- _THE PROBLEM_:
In the passage on count compositional data, answer these:
(a) What are longitudinal multivariate count data with an arbitrary total often called?
(b) Why are multinomial logistic-normal models often superior to multinomial-Dirichlet models?
(c) Under suitable transformation, what is the logistic-normal?

- _EXTRACT_:
###
Scalable Inference for Bayesian Multinomial Logistic-Normal Dynamic Linear Models

Saxena, Manan, Chen, Tinghua, Silverman, Justin D.

arXiv.org Machine Learning 

Many scientific fields collect longitudinal multivariate count data where the total number of counts is arbitrary (e.g., multinomial observations). These data are often called count compositional as the information in the data relates to the relative frequencies of the categories (Silverman et al., 2018). These data occur frequently in molecular biology (Espinoza et al., 2020), microbiome studies (Silverman et al., 2018; Joseph et al., 2020; Äijö et al., 2018), natural language processing (Linderman et al., 2015), biomedicine (Fokianos and Kedem, 2003), and social sciences (Cargnoni et al., 1997). Although the counting process used to collect these data is often modeled as multinomial, other sources of noise in the system being studied often lead to extra-multinomial variation. While some account for this extra-multinomial variability with multinomial-Dirichlet models (Mosimann, 1962), multinomial logistic-normal models are often superior, as they can account for both positive and negative covariation between multinomial categories (Aitchison and Shen, 1980; Cargnoni et al., 1997; Joseph et al., 2020; Silverman et al., 2018). Moreover, under suitable transformation (i.e., link function), the logistic-normal is multivariate Gaussian.
###
- _GIVEN INFORMATION_:
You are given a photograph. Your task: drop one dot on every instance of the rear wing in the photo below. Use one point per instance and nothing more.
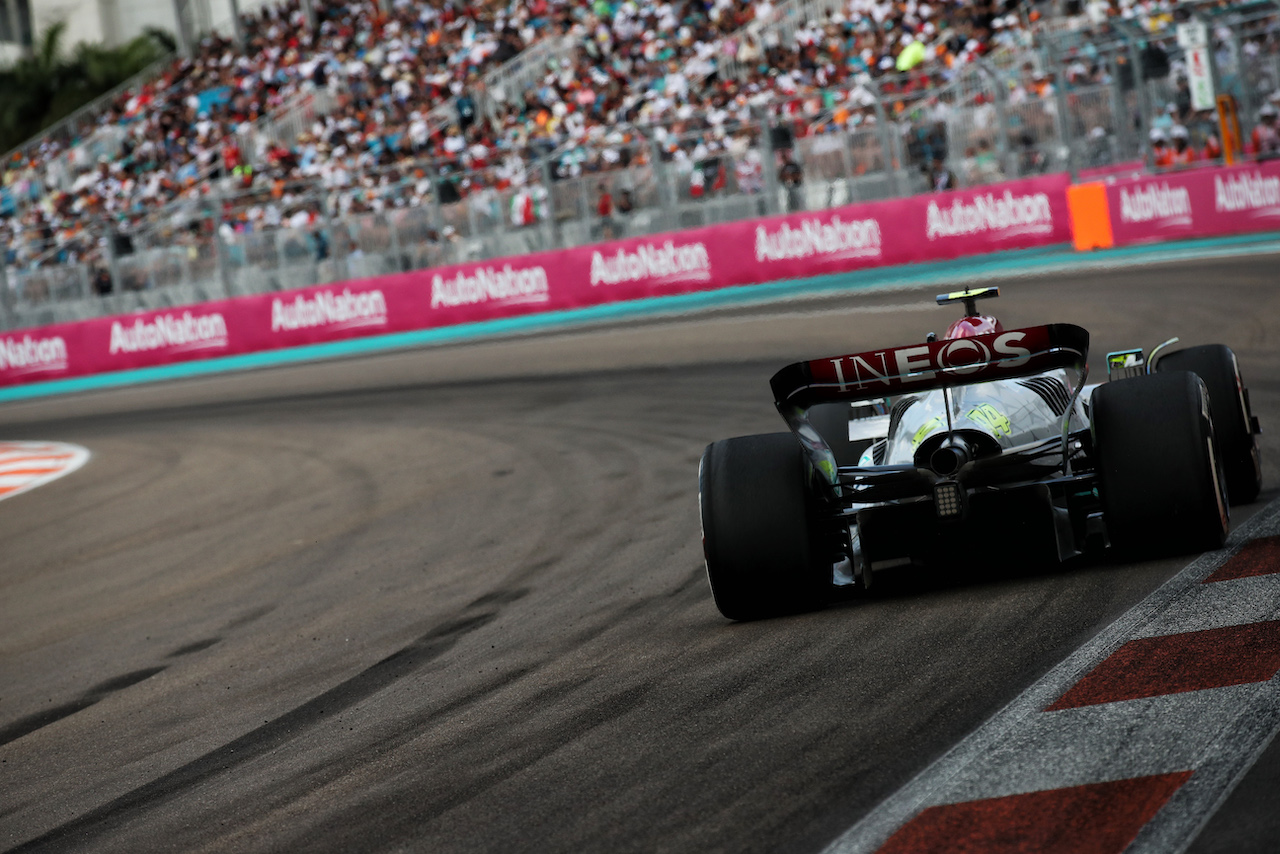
###
- _WRITTEN RESPONSE_:
(a) Count compositional.
(b) They can account for both positive and negative covariation between multinomial categories.
(c) Multivariate Gaussian.